■ The records
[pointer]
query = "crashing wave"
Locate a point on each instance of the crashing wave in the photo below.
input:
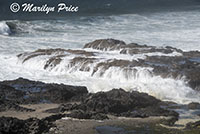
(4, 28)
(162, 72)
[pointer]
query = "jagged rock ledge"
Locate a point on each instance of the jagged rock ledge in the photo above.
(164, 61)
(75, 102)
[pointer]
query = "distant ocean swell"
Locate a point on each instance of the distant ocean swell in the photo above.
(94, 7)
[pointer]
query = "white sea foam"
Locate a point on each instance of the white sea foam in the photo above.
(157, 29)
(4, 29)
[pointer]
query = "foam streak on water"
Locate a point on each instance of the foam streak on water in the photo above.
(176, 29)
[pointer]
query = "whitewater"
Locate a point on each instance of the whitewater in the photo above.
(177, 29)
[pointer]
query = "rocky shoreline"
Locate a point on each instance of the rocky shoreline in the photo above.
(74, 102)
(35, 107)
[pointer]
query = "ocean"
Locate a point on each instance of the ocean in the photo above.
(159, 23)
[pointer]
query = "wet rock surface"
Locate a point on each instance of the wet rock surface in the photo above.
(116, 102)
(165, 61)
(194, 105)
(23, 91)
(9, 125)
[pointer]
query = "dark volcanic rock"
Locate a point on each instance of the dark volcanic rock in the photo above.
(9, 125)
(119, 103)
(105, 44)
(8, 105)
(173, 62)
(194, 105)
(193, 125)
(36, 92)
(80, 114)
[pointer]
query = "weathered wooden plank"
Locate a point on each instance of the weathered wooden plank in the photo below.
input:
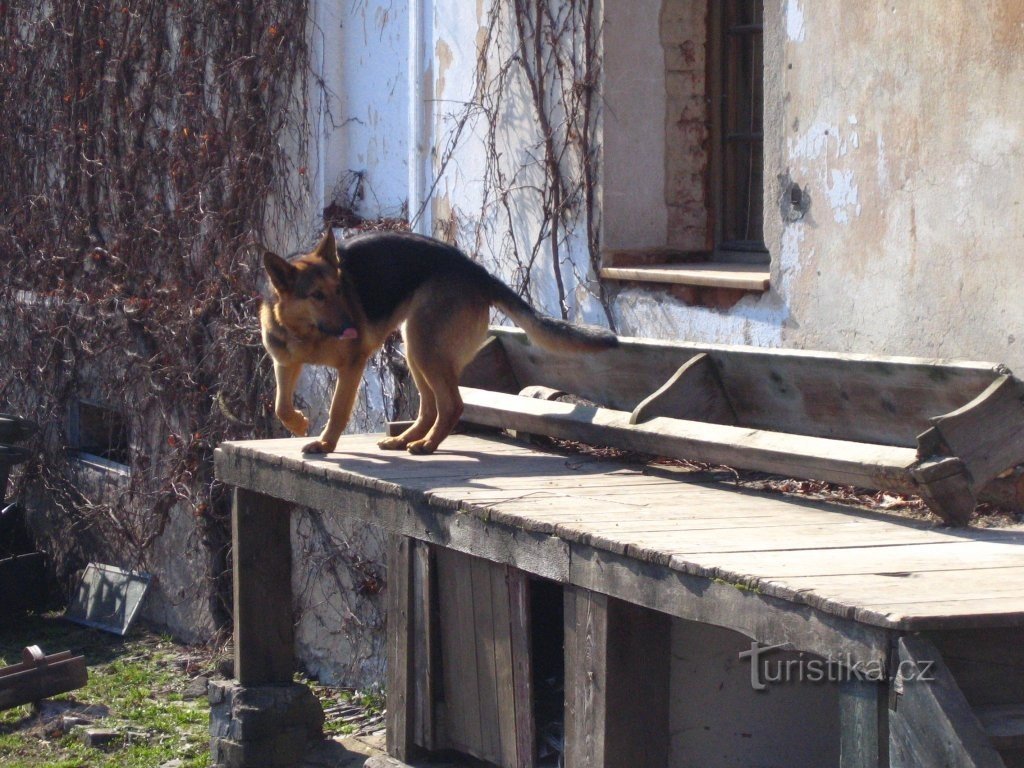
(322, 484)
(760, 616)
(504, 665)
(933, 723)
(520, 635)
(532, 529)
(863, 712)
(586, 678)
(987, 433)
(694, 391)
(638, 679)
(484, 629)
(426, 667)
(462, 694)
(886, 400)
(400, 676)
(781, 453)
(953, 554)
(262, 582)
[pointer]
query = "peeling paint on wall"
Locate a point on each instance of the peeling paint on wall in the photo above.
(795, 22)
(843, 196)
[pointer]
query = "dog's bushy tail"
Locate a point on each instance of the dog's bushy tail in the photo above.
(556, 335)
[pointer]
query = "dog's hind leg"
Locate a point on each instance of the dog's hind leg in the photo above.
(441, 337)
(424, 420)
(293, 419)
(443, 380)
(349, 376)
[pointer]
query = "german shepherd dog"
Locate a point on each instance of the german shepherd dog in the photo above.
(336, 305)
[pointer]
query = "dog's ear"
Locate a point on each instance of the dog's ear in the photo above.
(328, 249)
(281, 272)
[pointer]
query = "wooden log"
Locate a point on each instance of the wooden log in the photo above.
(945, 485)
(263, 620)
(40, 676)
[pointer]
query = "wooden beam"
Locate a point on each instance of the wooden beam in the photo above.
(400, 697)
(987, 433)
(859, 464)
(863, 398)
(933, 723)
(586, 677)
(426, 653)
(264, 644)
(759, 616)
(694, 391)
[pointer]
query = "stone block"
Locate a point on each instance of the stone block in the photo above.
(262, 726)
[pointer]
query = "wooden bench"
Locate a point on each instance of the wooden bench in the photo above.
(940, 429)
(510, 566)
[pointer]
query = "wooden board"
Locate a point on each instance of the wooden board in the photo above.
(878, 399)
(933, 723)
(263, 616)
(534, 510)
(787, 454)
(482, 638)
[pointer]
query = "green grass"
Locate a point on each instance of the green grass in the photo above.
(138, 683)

■ Problem to solve
Every entry above, pictures excluded, needs to be duplicated exactly.

■ Task answer
[pointer]
query = "crashing wave"
Locate a point on each instance of the crashing wave in the photo below.
input:
(4, 28)
(162, 72)
[pointer]
query = "jagged rock ledge"
Locate a point on each instance of the jagged rock ledge in the photo above.
(164, 61)
(75, 102)
[pointer]
query = "distant ocean swell"
Locate a point on each instance of the distant ocean swell in the photo above.
(94, 7)
[pointer]
query = "white sea foam"
Locate a point on each instance of the white sea foam in the photo above.
(157, 29)
(4, 29)
[pointer]
query = "foam streak on water"
Locate a point on each instance of the foam streak on water in the photo above.
(176, 29)
[pointer]
query = "whitewater"
Locate a point on each instance of the whitewater in the photo above.
(177, 29)
[pointer]
query = "rocky shoreline"
Locate a point on each instance of the rocky shoreline in the photo above.
(74, 102)
(35, 107)
[pointer]
query = "ocean"
Locate a point on each instance of the ocean in the photo above.
(159, 23)
[pointer]
query = "wet rock surface"
Locate a point on each instance of the wet rock surface in the photo above.
(116, 102)
(165, 61)
(194, 105)
(23, 91)
(9, 125)
[pointer]
query = "dark volcanic rock"
Locate a point on each instance of the dark volcanic rock in the photo above.
(9, 125)
(119, 103)
(105, 44)
(8, 105)
(173, 62)
(194, 105)
(193, 125)
(36, 92)
(80, 114)
[pointer]
query = "weathered wooden plank"
Locate a point on each instance of the weathered wooden plank in the photo below.
input:
(322, 484)
(760, 616)
(504, 665)
(933, 723)
(520, 635)
(532, 529)
(863, 712)
(586, 678)
(987, 433)
(694, 391)
(638, 679)
(484, 629)
(426, 667)
(462, 694)
(886, 400)
(400, 676)
(781, 453)
(953, 554)
(262, 582)
[pointer]
query = "peeling paint on wall"
Locate a point on each instance of the peeling paint on wall in the photo above.
(795, 22)
(843, 196)
[pointer]
query = "dog's bushy tail"
Locate a point on each instance of the dog's bushy tail in the photo above.
(556, 335)
[pointer]
query = "dog's hind leg"
Locate a point on each instance of the dog's hind leg in the photo above.
(441, 337)
(424, 420)
(293, 419)
(443, 380)
(349, 376)
[pointer]
query = "german shepherd dog"
Locate a point on each instance of the german shepherd dog in the photo above.
(336, 305)
[pointer]
query = "dog's ear"
Locate a point on each instance of the dog's ear in the photo above.
(328, 249)
(281, 272)
[pointer]
query = "wooden log"
Locate a point on each instance of the wooden log in the photo above.
(945, 485)
(263, 620)
(40, 676)
[pointer]
query = "wooden beam"
Locate a point on each instance of the wooden beam in the photo above.
(400, 697)
(987, 433)
(859, 464)
(863, 398)
(933, 723)
(586, 677)
(426, 653)
(264, 644)
(759, 616)
(694, 391)
[pointer]
query = "stone block"
Locate a point on each instance of the stone block in the photo above.
(262, 726)
[pointer]
query = "wooden bench"
Locate a point on each instance of the wooden bench in the photo above.
(940, 429)
(510, 566)
[pointer]
query = "wooden board"
Locate a point on each instance of the wooden board in the photo above.
(878, 399)
(933, 723)
(263, 616)
(534, 510)
(787, 454)
(482, 638)
[pointer]
query = "green grass"
Locate a point on each instance of the green grass in the photo above.
(138, 683)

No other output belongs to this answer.